___ Input

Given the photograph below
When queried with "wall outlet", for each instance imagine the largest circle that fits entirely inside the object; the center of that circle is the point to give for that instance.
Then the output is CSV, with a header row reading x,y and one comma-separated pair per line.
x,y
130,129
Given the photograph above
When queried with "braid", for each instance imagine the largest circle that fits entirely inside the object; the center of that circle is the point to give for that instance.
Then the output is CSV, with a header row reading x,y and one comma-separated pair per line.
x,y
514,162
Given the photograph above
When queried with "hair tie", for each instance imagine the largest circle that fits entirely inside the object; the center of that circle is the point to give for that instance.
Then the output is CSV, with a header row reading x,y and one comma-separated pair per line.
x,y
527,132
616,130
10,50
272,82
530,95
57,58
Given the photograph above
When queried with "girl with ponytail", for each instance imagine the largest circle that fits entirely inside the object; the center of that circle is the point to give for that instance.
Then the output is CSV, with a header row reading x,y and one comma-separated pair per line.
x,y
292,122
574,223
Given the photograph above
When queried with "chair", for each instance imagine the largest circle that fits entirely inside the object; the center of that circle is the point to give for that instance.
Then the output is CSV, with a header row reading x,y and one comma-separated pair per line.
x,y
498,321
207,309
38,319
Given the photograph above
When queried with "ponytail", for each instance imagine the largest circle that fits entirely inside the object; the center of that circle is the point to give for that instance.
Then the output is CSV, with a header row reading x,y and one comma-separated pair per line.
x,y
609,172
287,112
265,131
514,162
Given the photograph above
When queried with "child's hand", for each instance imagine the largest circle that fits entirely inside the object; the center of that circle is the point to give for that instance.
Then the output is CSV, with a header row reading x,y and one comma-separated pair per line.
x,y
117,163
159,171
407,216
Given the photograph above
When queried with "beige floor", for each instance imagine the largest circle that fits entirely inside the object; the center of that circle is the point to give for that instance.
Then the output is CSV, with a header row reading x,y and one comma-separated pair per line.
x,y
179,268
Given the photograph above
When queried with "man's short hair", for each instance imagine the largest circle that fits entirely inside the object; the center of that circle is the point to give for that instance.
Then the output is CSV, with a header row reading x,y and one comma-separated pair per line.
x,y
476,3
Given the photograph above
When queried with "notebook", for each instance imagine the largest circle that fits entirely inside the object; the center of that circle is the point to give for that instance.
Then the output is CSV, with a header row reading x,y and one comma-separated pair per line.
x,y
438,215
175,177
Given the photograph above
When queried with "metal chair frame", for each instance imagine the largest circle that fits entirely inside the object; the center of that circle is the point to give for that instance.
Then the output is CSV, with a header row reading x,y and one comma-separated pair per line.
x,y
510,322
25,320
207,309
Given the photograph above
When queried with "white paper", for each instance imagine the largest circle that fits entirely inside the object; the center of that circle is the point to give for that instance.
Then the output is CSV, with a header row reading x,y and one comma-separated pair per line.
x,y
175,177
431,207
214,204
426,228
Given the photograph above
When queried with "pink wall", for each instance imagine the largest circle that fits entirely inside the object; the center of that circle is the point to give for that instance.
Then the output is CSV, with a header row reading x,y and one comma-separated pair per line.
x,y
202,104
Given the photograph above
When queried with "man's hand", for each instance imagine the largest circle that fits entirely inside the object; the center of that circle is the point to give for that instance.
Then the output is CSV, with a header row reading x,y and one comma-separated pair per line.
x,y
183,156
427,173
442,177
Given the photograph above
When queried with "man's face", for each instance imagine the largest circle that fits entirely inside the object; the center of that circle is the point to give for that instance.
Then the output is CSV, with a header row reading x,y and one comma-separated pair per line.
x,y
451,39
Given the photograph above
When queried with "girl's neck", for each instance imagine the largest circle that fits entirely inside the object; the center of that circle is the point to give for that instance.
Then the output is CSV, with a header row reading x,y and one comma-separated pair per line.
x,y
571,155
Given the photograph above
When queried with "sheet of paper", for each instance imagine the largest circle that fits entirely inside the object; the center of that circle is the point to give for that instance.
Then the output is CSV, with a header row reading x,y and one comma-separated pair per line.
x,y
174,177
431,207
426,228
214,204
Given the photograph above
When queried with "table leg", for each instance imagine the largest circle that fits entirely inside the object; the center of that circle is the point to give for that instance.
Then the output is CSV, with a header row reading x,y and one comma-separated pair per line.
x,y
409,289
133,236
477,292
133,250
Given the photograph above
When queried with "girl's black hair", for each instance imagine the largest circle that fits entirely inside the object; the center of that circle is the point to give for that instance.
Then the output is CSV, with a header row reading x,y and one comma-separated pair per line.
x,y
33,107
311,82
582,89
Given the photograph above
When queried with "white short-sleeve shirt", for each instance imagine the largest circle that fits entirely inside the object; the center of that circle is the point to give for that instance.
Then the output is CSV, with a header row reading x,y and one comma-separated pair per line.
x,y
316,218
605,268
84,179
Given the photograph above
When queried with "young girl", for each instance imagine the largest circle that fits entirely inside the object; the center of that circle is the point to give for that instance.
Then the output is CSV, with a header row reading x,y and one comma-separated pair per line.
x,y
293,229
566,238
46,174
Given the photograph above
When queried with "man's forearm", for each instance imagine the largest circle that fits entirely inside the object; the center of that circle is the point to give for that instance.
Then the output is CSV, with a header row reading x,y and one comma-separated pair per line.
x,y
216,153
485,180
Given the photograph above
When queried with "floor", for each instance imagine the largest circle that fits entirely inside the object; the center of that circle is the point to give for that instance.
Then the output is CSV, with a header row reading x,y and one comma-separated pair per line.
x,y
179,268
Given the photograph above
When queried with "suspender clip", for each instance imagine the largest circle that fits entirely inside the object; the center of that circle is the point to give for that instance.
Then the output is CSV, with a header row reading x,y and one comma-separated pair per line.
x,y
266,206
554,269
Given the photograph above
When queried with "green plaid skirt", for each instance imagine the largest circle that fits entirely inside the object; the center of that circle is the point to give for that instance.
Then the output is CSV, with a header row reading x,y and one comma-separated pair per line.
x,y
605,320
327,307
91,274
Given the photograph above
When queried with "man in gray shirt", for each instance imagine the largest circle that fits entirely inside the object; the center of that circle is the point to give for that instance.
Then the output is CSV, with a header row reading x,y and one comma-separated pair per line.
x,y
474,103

______

Problem ::
Extract the complete set of records unchanged.

Answer ::
Given the photograph below
When queried with "wall outlet", for each instance imagine the largest circle that fits entirely inside the object; the center of that circle is the point to give for that instance.
Then the output is CSV, with a header row reading x,y and one comma-separated pair per line.
x,y
130,129
Given the photograph above
When queried with "braid", for each instance imagine the largest circle that fits entirely inside the object; the center of that circle is the point to give for that instance.
Then the output is CSV, with a header row reading x,y and one comma-separated pair per line.
x,y
514,162
Given the photograph above
When queried with "hair tie", for each instance imagine the largest circle that fits entirely inside the object; the center of that circle is the point to give for that instance.
Then the output is CSV, with a header row reading x,y and one comma-separated pair per line.
x,y
527,132
616,130
10,50
272,82
530,95
57,58
Given the photograph above
When queried with "girl with ponytail", for each instance imagine the largest circle that fits entirely inside the object; the center of that circle is the point to give for that instance.
Then the output is CSV, with a header row reading x,y and one comma-separated pair per line.
x,y
292,122
574,223
Given the photograph above
When queried with "chair", for each instance imagine the largest circle that fits entirely inside the object; the center of that circle is the point to give for that instance.
Then the output is CSV, with a header row reading x,y and one comma-separated pair per line.
x,y
498,321
207,309
38,319
Given the photograph above
When queried with "ponytail", for each instance imagine the largest circle that fits entirely inside the object; the center of that circle is the point to give for that instance.
Then the output is CSV, with a header row reading x,y and one comma-separated pair per line.
x,y
609,172
287,112
265,131
514,162
Given the photograph above
When queried with "child's hand", for each instance imagine the largest circle that fits entirely inside the object; the center of that circle is the point to give for that instance.
Then the output is CSV, with a header row reading x,y and one comma-separated pair per line.
x,y
117,163
159,171
407,216
Given the photograph above
When queried with "beige floor", for each instance imagine the largest circle that fits entirely inside the object; the center of that circle is the point to give for that instance.
Then the output is CSV, with a header row reading x,y and one comma-separated pair per line.
x,y
179,268
Given the photograph above
When queried with "man's short hair", for each instance imagine the largest circle that fits entirely inside the object; the center of that circle is the point to give for that instance.
Then the output is CSV, with a header row reading x,y and one comma-separated pair per line.
x,y
476,3
Given the photograph above
When queried with "notebook", for each instance imagine the largest circle that fits entirely inside the object; the center of that circle is the point to give for that instance.
Then the output is CSV, with a header row reading x,y and one comma-separated pair per line.
x,y
438,215
175,177
Given the photograph above
When queried with "metal chair frame", for each instance imagine the largest circle that fits entirely inside the object; the center of that circle is the point to give for that instance.
Then the output is CSV, with a header row reading x,y and one comma-separated pair per line.
x,y
510,322
25,320
207,309
Given the photograph above
When queried with "white paper", for each instance imagine the largest circle that fits entirely inside the object; the center of that circle is the point to give for that instance.
Then the output is CSV, with a header row reading x,y and one comma-separated pair per line.
x,y
175,177
431,207
214,204
426,228
Given the photograph above
When queried with "pink wall", for each instance imagine the largest circle that fits entirely inside the object; the center of that circle is the point to give for that instance.
Then the output is CSV, with a header row reading x,y and one comma-separated pair per line.
x,y
202,104
Given the photograph above
When queried with "man's hand", for each instance imagine the largest circle that fits entirely inside the object; the center of that circle is the point to give for that instance.
Then the output is CSV, with a header row reading x,y and one comma-separated pair per line.
x,y
183,156
427,173
442,177
Given the photograph above
When queried with "man's face", for each instance imagine the largest circle that fits entirely inside the object; the center of that circle is the point to give for that instance.
Then the output is CSV, with a header row reading x,y and one comma-separated pair per line.
x,y
451,39
Given the photograph above
When queried with "girl's neck", for each instance imagine the largest circle that fits entirely inside the object; the center of that circle is the point to give for that instance.
Then the output is CSV, with a header row reading x,y and one comma-separated pair per line.
x,y
571,155
Given the photograph above
When queried with "sheet of paper", for each instance imagine the largest circle that fits entirely inside the object; the center of that circle is the point to give for that instance.
Then the output is CSV, with a header row reading x,y and one comma-separated pair per line.
x,y
174,177
431,207
426,228
214,204
Given the photograph above
When queried with "table leg", for each instance imagine the largest circle that fits entirely inside the object; the center of that circle is the point to give for that instance.
Then the output is CSV, with a header row reading x,y and one comma-separated pair per line.
x,y
409,289
133,236
477,292
133,250
Given the photograph above
When queried with "girl's black hair", for each instance imagine the largest circle that fits entirely inside the object; the center of that circle is the point to give for that instance.
Then the output is CSV, with a header row reading x,y and one comma-separated pair per line.
x,y
33,107
311,82
582,89
Given the photograph above
When queried with "white short-sleeve shirt", for each instance imagine the largest circle that fits entirely inside the object; the center of that circle is the point to give for that instance.
Then the output is CSV, with a header row reading x,y and one comma-separated pair per line.
x,y
316,218
605,268
84,179
Given the photograph above
When queried with "young girl", for each instance imagine the largest circle that fits entirely inside the object; the center of that circle is the point to give for that instance.
Then the output is CSV, with a header row reading x,y and one comma-separated pair per line.
x,y
293,229
566,238
46,174
Given the photograph above
When queried with "man's forearm", for each instance imagine the largest circle that fits entirely inside the object; the center of that circle is the point to give for that instance.
Then the output is CSV, with a header row reading x,y and one comma-separated pair per line.
x,y
216,153
485,180
Given the photograph above
When queried with "floor", for each instance imagine the largest circle that fits entirely inside the object; the center of that circle is the point to give for that instance.
Then the output is CSV, with a header row reading x,y and one comma-separated pair per line.
x,y
179,268
Given the photograph above
When queried with "suspender clip", for each instance imagine the largest circle that fits entirely inside the object; the center of that circle is the point to give for that instance.
Then the output is CSV, with a header row reading x,y and one comma-separated pair per line.
x,y
266,206
554,269
Given the photograph above
When queried with "green plaid skirt", for each instance imagine the largest circle that fits entirely inside the object; the center of that circle is the point to give for that instance.
Then the output is CSV, with a header row reading x,y and one comma-separated pair per line.
x,y
605,320
327,307
91,274
Given the photograph above
When queried with "man in gray shirt", for each instance imagine the largest circle that fits entirely inside the object; the center of that circle is the point to give for that instance.
Then the output is CSV, with a header row reading x,y and one comma-separated pair per line.
x,y
474,103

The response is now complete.